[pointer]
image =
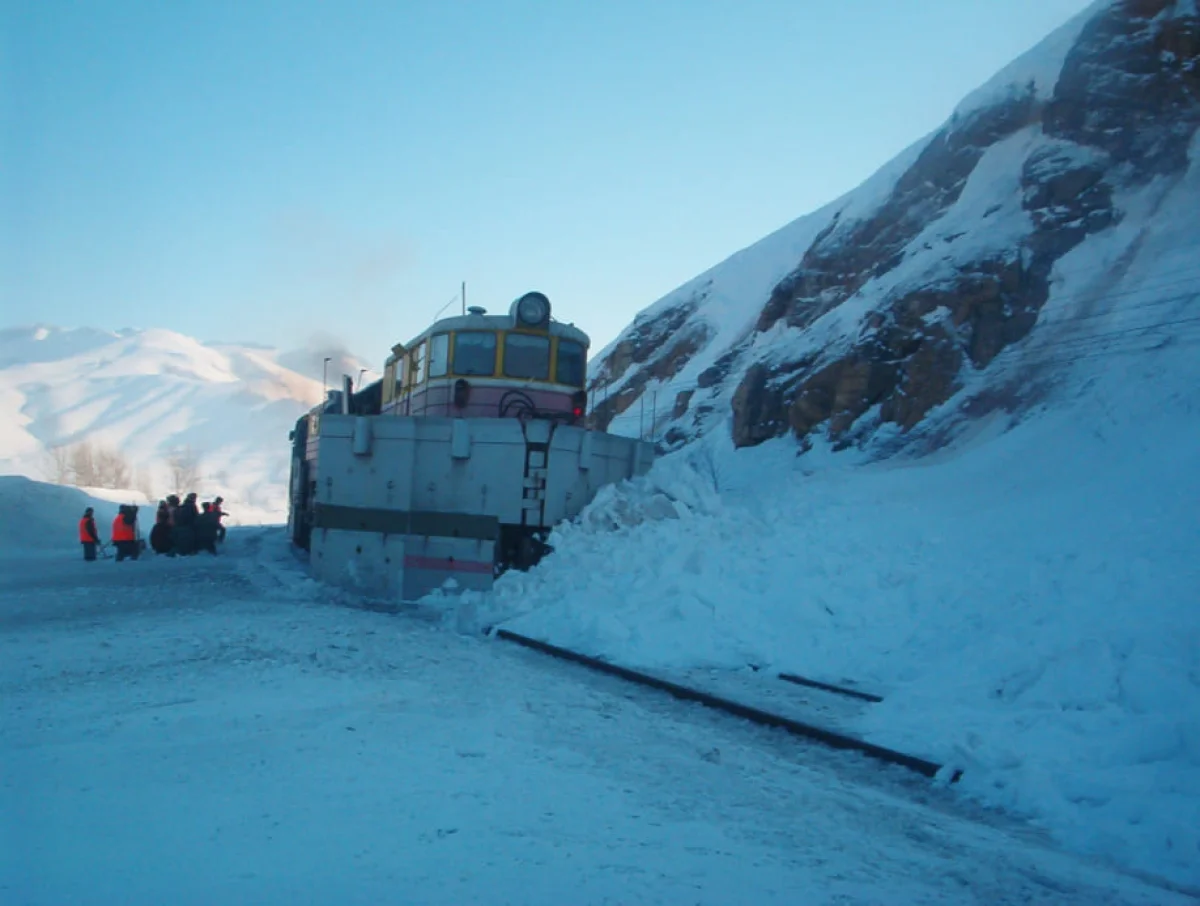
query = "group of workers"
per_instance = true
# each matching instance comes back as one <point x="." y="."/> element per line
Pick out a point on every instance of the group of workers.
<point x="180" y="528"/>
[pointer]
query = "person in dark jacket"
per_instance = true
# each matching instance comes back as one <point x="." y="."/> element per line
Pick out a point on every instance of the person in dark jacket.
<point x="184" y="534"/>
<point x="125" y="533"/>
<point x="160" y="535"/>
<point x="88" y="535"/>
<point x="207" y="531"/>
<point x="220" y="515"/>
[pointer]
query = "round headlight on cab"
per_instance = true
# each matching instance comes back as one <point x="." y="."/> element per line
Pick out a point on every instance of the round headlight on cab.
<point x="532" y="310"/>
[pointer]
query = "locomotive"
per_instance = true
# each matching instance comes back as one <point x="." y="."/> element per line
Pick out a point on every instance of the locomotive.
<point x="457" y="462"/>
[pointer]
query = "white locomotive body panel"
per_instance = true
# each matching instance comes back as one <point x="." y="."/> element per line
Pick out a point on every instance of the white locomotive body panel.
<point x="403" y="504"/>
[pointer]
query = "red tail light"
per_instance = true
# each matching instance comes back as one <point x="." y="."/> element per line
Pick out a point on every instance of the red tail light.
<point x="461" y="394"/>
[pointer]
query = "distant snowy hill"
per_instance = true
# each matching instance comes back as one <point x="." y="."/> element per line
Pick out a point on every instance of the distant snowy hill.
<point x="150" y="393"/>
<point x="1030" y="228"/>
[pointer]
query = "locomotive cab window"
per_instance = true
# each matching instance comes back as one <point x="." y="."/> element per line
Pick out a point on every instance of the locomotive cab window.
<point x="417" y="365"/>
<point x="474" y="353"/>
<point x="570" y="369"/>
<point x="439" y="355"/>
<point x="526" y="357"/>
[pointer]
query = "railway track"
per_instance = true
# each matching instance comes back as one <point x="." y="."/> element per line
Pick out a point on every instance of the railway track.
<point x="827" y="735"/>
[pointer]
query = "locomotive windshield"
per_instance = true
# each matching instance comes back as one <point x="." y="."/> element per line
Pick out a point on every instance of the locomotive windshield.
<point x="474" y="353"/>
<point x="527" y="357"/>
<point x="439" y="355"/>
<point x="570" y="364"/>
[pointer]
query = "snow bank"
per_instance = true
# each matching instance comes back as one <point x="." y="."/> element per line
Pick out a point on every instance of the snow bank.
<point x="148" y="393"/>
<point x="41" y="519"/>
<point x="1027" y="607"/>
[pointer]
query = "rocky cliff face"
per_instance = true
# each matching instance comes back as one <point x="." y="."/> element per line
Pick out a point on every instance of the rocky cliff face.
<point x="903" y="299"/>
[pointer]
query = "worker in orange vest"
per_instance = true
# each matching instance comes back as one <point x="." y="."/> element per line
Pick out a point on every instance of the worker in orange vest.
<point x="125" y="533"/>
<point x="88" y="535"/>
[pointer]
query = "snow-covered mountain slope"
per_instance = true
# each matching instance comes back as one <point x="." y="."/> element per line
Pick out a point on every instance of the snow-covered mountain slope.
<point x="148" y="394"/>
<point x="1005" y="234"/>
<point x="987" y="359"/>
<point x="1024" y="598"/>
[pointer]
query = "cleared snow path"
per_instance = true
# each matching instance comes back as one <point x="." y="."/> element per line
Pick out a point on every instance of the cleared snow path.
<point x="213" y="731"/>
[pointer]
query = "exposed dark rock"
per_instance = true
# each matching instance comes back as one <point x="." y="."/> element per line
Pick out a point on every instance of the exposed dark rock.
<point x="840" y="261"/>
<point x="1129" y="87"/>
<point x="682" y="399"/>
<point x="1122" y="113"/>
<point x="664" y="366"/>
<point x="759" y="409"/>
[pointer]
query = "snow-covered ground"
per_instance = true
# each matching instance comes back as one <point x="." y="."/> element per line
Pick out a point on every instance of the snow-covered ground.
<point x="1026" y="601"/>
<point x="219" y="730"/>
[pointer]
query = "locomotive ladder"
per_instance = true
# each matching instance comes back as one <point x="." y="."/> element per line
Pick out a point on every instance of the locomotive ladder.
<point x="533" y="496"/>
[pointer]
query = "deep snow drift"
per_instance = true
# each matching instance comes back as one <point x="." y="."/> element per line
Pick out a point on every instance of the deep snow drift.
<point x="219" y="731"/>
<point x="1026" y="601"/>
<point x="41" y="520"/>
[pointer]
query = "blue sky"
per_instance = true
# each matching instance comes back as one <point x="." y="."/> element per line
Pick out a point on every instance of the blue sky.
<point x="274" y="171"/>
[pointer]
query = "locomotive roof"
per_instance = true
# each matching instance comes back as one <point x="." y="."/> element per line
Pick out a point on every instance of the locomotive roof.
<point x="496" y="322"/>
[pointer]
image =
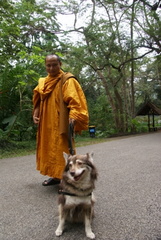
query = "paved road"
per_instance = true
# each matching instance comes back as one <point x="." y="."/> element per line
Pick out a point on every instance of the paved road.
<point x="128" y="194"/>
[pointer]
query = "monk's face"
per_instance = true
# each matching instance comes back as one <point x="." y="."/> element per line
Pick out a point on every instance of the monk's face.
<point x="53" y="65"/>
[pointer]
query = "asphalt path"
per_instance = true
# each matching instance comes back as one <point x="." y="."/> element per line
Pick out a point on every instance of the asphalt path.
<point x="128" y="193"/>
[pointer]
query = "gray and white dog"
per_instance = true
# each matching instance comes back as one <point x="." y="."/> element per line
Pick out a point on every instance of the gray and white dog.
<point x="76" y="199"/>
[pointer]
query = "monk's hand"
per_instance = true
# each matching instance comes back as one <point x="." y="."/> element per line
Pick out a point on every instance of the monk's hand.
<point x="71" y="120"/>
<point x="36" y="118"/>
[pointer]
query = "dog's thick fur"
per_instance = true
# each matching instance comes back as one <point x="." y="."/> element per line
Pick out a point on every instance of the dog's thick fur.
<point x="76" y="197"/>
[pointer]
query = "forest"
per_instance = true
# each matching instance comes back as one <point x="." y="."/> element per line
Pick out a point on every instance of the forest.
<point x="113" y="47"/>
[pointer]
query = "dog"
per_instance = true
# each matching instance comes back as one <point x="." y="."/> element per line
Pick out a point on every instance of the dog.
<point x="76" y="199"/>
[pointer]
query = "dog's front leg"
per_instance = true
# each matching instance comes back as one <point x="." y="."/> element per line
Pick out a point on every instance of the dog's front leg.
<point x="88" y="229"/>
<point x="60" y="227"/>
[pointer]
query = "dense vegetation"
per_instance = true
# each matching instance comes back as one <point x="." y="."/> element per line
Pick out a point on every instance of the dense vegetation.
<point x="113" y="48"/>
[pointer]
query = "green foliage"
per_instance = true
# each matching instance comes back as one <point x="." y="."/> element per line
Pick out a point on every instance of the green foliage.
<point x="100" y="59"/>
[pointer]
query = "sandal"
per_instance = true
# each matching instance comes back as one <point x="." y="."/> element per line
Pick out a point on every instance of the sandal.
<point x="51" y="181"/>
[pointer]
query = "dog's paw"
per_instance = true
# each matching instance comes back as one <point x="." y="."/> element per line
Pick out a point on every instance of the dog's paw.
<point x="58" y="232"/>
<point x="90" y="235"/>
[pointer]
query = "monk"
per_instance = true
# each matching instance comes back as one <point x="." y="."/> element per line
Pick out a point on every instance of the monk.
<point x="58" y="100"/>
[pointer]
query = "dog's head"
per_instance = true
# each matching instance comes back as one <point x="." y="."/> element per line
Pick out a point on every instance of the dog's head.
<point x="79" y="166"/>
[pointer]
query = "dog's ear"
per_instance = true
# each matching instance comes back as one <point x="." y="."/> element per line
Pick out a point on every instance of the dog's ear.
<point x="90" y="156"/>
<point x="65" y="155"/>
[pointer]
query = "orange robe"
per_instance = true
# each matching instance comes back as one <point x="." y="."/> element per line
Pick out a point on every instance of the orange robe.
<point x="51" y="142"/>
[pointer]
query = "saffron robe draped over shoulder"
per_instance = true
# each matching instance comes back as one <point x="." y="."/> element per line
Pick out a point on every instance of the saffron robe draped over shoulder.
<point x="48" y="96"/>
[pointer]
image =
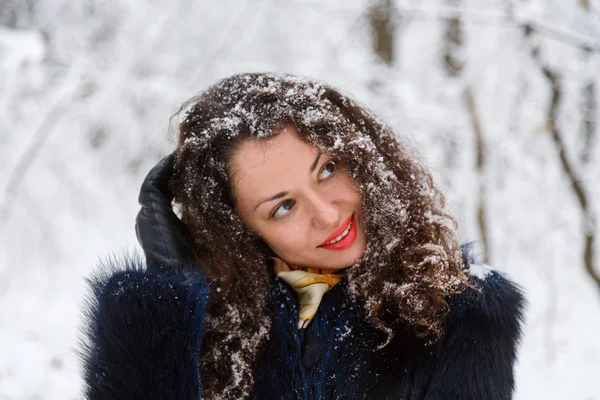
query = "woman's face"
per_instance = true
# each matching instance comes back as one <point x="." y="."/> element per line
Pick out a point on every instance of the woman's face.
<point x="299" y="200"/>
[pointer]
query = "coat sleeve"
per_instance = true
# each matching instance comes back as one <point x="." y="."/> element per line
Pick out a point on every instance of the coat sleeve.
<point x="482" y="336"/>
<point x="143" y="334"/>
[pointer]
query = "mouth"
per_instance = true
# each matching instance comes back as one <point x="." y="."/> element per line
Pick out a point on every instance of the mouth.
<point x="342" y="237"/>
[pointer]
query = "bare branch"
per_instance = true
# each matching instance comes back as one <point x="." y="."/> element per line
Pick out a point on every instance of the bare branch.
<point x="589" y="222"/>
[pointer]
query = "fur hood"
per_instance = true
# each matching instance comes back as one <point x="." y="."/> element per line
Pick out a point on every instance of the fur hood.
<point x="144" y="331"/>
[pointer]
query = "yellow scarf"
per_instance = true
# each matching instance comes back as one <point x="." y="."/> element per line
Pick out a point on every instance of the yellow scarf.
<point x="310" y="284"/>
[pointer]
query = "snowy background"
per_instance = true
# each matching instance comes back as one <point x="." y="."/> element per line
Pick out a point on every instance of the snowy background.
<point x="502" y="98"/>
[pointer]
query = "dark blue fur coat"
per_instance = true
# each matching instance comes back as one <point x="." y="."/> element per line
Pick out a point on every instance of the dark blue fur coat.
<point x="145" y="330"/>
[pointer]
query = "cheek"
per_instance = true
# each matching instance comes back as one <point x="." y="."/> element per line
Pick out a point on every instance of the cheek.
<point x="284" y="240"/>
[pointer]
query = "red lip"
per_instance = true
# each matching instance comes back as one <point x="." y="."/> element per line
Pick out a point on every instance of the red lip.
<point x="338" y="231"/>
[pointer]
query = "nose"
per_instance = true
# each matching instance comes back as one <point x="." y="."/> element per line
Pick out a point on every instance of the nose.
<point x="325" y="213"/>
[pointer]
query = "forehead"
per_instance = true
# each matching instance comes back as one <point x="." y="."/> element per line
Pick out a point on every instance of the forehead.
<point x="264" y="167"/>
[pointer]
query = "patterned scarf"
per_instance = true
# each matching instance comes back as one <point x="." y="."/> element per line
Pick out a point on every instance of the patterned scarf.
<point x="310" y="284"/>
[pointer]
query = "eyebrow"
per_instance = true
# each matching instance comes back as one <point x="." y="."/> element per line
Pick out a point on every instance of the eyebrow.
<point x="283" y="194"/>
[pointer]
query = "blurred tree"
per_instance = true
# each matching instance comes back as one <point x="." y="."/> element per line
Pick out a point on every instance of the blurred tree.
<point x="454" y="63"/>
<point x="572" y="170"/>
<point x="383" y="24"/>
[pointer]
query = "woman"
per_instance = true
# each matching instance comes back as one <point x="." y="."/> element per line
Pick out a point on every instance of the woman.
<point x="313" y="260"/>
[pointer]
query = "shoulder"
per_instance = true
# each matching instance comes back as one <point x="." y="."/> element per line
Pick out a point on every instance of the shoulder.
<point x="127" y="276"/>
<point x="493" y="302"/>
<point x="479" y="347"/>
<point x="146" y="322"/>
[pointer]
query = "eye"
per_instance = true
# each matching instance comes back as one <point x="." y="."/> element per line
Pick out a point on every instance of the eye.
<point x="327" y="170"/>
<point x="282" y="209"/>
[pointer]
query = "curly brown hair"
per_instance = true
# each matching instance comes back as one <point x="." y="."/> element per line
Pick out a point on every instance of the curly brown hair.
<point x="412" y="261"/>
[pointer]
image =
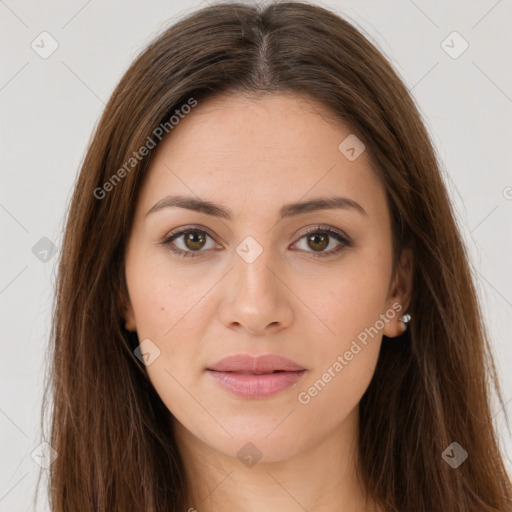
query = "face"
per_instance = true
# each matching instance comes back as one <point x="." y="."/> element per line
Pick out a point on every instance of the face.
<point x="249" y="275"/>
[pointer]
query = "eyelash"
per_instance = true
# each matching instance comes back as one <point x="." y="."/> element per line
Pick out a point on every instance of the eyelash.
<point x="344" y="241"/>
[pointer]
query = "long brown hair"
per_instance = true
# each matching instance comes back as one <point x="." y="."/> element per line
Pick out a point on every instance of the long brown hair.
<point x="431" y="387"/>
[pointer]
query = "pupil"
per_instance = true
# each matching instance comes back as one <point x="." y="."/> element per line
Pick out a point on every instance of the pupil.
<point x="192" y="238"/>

********************

Count the lines in the rows above that contain the string "forest", and reply with only that number.

§ **Output of the exercise**
2